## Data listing
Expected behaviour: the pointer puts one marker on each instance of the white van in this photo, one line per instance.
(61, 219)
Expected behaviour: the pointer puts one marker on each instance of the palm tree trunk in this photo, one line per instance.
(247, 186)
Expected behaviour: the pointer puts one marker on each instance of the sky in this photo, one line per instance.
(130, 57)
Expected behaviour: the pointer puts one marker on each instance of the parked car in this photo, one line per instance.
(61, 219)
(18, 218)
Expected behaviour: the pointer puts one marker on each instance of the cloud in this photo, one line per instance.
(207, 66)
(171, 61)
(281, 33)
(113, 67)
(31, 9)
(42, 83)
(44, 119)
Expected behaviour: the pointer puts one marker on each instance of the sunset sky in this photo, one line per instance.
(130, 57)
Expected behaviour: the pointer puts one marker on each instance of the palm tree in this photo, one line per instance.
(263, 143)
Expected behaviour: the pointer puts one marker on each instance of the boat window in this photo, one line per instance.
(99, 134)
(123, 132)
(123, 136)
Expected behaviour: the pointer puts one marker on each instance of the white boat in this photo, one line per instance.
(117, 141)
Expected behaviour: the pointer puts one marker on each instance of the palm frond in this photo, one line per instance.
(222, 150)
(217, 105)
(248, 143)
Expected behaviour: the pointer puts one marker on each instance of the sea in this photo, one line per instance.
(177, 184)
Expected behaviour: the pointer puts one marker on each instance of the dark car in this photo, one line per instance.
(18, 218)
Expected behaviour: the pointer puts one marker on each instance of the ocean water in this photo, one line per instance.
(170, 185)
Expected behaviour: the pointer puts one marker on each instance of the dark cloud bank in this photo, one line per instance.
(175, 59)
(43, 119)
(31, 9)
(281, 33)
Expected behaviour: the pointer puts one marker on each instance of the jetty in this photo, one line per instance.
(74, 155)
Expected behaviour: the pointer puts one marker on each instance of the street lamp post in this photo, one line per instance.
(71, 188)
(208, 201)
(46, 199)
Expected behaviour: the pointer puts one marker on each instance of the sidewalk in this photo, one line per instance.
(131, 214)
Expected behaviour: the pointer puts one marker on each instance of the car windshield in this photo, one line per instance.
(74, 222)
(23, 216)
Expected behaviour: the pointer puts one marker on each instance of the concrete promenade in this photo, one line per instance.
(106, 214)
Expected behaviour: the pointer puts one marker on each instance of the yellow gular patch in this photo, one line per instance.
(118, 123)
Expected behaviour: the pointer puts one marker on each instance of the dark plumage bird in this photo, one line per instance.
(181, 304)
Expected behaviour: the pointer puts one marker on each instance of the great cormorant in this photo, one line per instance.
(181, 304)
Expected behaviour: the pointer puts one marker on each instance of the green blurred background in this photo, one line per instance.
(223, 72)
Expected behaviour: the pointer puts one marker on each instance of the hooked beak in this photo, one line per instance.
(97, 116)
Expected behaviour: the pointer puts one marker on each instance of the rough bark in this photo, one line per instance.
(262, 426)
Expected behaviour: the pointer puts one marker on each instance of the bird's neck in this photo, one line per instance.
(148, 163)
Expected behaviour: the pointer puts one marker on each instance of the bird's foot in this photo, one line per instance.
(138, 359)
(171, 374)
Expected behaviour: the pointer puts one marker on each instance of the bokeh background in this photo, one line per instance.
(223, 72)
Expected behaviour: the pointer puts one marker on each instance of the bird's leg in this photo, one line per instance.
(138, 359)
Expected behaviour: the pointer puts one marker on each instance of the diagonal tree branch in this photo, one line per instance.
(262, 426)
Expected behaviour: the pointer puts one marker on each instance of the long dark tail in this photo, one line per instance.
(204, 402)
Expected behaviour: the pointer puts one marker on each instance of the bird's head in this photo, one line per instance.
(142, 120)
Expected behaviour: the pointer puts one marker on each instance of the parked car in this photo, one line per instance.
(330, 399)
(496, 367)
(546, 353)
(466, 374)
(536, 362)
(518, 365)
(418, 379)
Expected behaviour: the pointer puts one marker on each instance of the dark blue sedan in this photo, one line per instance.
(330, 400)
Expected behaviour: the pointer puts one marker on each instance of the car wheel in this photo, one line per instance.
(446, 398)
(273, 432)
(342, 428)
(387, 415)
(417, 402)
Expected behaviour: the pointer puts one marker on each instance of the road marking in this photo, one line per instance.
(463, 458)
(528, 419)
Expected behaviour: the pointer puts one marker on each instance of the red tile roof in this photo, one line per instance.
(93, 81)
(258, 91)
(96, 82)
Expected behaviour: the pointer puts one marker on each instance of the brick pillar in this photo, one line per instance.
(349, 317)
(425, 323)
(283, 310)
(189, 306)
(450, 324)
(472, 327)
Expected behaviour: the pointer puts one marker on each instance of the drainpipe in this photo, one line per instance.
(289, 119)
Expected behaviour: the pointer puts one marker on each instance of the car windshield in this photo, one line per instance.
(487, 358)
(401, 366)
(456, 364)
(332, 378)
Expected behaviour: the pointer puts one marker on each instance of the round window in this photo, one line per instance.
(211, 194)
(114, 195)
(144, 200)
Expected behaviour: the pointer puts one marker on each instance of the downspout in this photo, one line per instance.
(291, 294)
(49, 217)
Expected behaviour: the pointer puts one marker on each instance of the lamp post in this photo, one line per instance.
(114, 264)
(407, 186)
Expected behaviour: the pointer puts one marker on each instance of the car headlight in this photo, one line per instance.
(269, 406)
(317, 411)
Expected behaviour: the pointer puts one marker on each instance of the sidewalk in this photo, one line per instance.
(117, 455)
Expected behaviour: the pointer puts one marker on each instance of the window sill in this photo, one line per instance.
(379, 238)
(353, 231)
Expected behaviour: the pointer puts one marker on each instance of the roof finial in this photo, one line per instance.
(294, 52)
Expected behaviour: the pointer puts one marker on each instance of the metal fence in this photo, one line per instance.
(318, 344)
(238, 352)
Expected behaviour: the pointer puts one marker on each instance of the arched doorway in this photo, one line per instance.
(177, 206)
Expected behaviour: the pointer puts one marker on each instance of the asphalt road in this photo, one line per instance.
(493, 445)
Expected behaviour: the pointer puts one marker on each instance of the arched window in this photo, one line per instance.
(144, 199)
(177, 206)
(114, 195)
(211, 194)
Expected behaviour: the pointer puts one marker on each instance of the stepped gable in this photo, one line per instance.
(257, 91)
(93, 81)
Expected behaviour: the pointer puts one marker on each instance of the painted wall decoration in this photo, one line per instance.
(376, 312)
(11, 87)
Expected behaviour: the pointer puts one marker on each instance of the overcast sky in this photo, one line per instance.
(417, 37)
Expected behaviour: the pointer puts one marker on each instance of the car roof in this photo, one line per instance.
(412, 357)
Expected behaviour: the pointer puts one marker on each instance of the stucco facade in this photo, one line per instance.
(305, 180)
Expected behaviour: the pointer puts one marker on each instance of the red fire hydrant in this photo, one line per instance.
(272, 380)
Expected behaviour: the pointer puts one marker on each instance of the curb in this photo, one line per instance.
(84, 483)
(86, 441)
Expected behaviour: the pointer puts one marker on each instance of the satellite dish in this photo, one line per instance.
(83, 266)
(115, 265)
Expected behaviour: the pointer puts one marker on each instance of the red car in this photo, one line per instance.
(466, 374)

## EXERCISE AIM
Your task is to extract the lines running from the one with "of the overcast" to the end of the material, inclusive, copying each exactly and adding nothing.

## ANSWER FOR THIS EXERCISE
Expected behaviour: the pointer puts one marker on each instance of the overcast sky in this photo, one line per instance.
(417, 37)
Expected behaviour: the pointer puts one marker on each instance of the car roof in this photo, one line per instance.
(412, 357)
Expected behaviour: the pointer puts one marker on each instance of the stucco facade in this photo, one line per instance.
(305, 180)
Expected behaviour: the pointer puts one marker on each instance of the red fire hydrant in this photo, one line per instance.
(272, 380)
Expected behaviour: the pointer puts one marker on each instance of the curb in this photo, one line per instance.
(84, 483)
(86, 441)
Expected behaviour: the pointer puts one marker on each instance of the satellite dish in this photo, one line per instance.
(83, 266)
(115, 265)
Expected behaviour: the pointer puts one marker on each instance of the red car in this photo, one line per instance.
(466, 374)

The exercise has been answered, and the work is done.